Problem to work on -> Copy every one of the following records line by line, without changing a single character.

Listing ->
++++++
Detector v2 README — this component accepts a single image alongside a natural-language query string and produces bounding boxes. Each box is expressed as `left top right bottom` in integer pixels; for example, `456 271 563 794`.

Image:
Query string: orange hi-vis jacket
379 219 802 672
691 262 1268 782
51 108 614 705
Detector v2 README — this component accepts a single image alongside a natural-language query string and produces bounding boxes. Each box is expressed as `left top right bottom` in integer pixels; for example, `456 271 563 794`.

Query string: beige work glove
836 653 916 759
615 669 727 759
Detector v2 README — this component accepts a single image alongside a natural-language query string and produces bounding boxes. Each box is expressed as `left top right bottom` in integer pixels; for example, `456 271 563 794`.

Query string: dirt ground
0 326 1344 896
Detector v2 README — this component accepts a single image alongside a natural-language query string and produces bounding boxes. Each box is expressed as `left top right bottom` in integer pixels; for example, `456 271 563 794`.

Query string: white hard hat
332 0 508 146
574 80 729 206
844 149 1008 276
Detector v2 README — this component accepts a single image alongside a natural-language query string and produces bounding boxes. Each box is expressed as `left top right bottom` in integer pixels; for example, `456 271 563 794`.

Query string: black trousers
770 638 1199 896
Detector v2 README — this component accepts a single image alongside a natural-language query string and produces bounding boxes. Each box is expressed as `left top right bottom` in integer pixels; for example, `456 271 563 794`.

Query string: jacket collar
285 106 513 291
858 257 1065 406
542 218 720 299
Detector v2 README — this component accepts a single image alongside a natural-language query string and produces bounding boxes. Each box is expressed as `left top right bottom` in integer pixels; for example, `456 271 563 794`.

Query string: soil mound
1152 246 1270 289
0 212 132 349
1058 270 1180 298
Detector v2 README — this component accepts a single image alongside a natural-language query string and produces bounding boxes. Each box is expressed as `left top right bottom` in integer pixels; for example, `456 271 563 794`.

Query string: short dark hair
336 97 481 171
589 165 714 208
++++++
Worked solution ->
Detector v2 README — this component accepts a single image alongside a natural-language query string and produces bounding boxes. Each box is expressed as `left top right bottom` in integer pixels; for example, `456 271 563 794`.

Image:
Query string: orange hi-vis jacket
379 219 802 672
691 262 1268 782
51 108 614 705
Detector v2 README — this component accepts a single image alongside a natural-language query string and produces bounding boxes. Each box is expressed as `left top right bottom` in integer pixels; for example, `456 271 563 794`.

Query string: beige work glove
836 653 916 759
615 669 727 759
Detector v2 README — this component accepts a single image alongside a natural-language query string and produces bounding boxes. Each box is expressed as `left top right bottom` in integer pixels; for example, `456 271 563 794`.

Query string: dirt ground
0 326 1344 896
Detector v2 README — this component accepts a single image alongside a natural-language query string and produces bounding boxes. Each box is expressed as `left top right bottom` in integer pixels; for example, `456 271 563 794`.

Query string: white hard hat
332 0 508 146
574 80 729 206
844 149 1008 276
Detector v2 README — this component accepts a single image alongside a natural-language query string and produces bounding boxes. Each box is expressed as `left top right bottom` in integer pixels; for example, `456 271 563 794`.

Query string: black trousers
770 638 1199 896
Detector v2 README — this component accepts a single image alongside a natural-language query string and produces bounding boxes. Each box is expressed as `left top right bottom` in integer pixels; for example, `456 271 563 794`.

Query string: jacket collar
285 106 513 291
858 257 1065 406
542 218 720 299
Detector v2 README — this component accepts a single image alongside a natural-language query string and produces bounding boxes. Each box is expressed as `left top right bottom` in integer pixels; for example, `456 271 563 794`.

Query string: soil mound
1152 246 1270 289
0 212 132 349
1058 270 1180 298
Detector v2 README — this component accepts a single image alongside a natural-language query string and produces bounding boxes. Each box is expressed as `left top right bottom` in integer pixels; for example, `456 271 563 794`.

Query string: short dark hair
336 97 481 171
589 165 714 208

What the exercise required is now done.